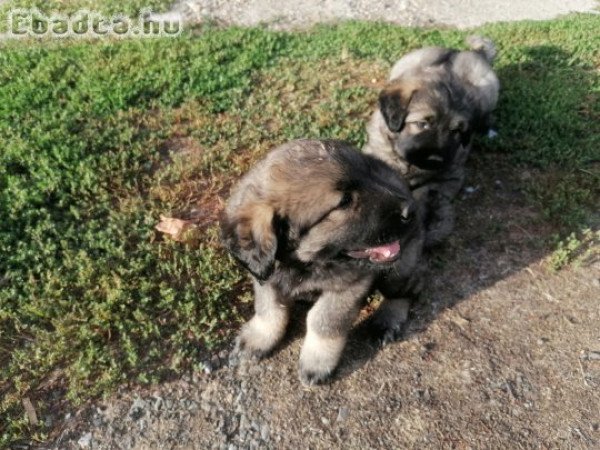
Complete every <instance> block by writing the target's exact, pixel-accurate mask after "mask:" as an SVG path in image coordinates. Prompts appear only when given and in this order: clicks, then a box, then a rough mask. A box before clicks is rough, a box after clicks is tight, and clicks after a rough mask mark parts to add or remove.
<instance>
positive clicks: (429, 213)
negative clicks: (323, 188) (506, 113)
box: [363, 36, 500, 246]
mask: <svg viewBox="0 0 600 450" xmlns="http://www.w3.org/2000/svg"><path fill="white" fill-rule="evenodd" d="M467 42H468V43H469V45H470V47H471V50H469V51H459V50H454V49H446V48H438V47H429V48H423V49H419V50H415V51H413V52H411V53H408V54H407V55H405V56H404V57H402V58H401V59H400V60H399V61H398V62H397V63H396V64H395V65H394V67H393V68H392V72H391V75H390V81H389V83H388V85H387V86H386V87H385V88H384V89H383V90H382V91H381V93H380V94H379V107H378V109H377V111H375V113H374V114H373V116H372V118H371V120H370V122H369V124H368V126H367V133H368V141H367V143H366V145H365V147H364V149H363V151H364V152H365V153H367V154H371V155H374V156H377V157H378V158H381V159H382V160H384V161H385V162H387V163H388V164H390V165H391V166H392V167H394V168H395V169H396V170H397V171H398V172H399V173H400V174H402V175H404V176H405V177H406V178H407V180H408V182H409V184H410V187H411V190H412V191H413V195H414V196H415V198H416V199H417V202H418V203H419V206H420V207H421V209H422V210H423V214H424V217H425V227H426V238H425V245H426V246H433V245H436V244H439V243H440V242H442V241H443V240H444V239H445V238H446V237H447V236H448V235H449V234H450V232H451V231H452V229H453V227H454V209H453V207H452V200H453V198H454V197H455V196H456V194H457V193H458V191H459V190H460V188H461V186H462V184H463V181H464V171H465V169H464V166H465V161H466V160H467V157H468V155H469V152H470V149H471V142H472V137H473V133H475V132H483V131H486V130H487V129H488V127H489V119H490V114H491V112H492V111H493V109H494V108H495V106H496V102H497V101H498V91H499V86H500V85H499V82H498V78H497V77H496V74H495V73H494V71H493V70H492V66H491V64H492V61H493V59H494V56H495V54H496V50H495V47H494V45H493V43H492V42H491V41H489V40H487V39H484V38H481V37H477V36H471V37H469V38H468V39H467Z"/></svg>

.....

■ **What this task involves**
Exactly as written, reproduce the lines from the beginning of the material through the line with "negative clicks: (323, 188) (506, 113)", and skip any picture.

■ **The answer**
Complete every <instance> block by writing the target's exact, pixel-accurate mask after "mask:" as an SVG path in image coordinates. Prompts appear only when given and in this order: clicks, then a box, then a rough mask. A box before clicks is rough, a box after clicks is tight, and clicks after a rough mask mark parts to add or remove.
<instance>
positive clicks: (429, 213)
negative clicks: (323, 188) (506, 113)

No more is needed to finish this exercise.